Trecho da página
§

Ela está lá, e se estiver nos milhares de anos por vir, ainda será a
esposa de Abraão, enquanto Agar jamais poderá ser. Oh, como é doce
pensar que a aliança celebrada nos tempos antigos em todas as coisas foi
bem ordenada, e jamais, jamais será removida. “Pois estabeleceu comigo
uma aliança eterna, em tudo bem definida e segura.” Ah, legalistas, não
me admira que vocês ensinem a doutrina da perda da salvação, pois ela é
totalmente coerente com sua teologia. Agar, é claro, tem de ser expulsa,
e seu filho Ismael também. Mas nós, os que pregamos a aliança da
salvação plena e gratuita, sabemos que Isaque nunca será expulso, e Sara
nunca deixará de ser amiga e esposa de Abraão. Ó filhos de Agar! Ó
ritualistas! Ó hipócritas! Ó formalistas! De que adiantará, quando enfim
disserem “Onde está minha mãe? Onde está minha mãe, a lei?” Ah, ela foi
expulsa, e tu podes acompanhá-la no esquecimento eterno. “Mas onde está
minha mãe?” pode, enfim, dizer o cristão; e ele ouvirá “Eis a mãe dos
fiéis, a Jerusalém do alto, a mãe de todos nós; e ali entraremos e
habitaremos com nosso Deus e Pai.”
2. Agora vamos analisar os DOIS FILHOS. Enquanto as duas
mulheres são tipo de duas alianças, os filhos são tipo de quem vive
debaixo de cada aliança. Isaque é tipo do homem que anda pela fé, não
pelo que vê, e espera ser salvo pela graça; Ismael, do homem que vive
pelas obras, e espera ser salvo por suas boas ações. Vamos examinar os
dois.
Em primeiro lugar, Ismael é o mais velho.

§

Dados brutos

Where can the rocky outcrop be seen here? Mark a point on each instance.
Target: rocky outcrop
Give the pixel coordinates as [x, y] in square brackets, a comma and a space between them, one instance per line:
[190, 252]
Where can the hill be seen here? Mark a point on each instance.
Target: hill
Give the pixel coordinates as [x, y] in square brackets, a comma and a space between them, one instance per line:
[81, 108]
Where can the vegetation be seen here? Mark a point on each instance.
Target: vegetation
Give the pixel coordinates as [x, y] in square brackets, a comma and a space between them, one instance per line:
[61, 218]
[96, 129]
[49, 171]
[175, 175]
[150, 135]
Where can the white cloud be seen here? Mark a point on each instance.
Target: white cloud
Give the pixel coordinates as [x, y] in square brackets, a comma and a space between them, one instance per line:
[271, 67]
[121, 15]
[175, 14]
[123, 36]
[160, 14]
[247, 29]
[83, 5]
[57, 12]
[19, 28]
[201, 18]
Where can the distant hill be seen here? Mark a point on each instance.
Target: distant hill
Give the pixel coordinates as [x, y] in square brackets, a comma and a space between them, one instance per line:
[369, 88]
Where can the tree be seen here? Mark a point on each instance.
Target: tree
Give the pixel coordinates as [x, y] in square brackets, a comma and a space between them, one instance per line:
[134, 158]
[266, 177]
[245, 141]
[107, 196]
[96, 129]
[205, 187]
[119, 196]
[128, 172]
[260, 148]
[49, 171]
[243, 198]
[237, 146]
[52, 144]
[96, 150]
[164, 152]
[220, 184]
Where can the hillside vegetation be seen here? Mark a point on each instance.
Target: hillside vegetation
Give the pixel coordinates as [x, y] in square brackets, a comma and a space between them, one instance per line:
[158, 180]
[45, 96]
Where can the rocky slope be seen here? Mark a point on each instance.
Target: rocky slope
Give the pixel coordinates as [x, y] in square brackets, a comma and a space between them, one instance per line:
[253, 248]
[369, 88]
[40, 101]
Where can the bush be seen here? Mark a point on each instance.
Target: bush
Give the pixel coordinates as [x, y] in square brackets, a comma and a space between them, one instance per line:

§

Tarefas
**a)** Liste todos os grupos que o trecho da página interpela com a interjeição "Ó".
**b)** Segundo o trecho da página, Isaque é tipo de que homem?
**c)** Extraia do trecho da página, sem nenhuma alteração, a parte que se inicia com as palavras "2. Agora vamos" e se encerra com "o mais velho.".

Respostas por tarefa
**a)** filhos de Agar, ritualistas, hipócritas, formalistas

**b)** Do homem que anda pela fé, não pelo que vê, e espera ser salvo pela graça.

**c)**
2. Agora vamos analisar os DOIS FILHOS. Enquanto as duas
mulheres são tipo de duas alianças, os filhos são tipo de quem vive
debaixo de cada aliança. Isaque é tipo do homem que anda pela fé, não
pelo que vê, e espera ser salvo pela graça; Ismael, do homem que vive
pelas obras, e espera ser salvo por suas boas ações. Vamos examinar os
dois.
Em primeiro lugar, Ismael é o mais velho.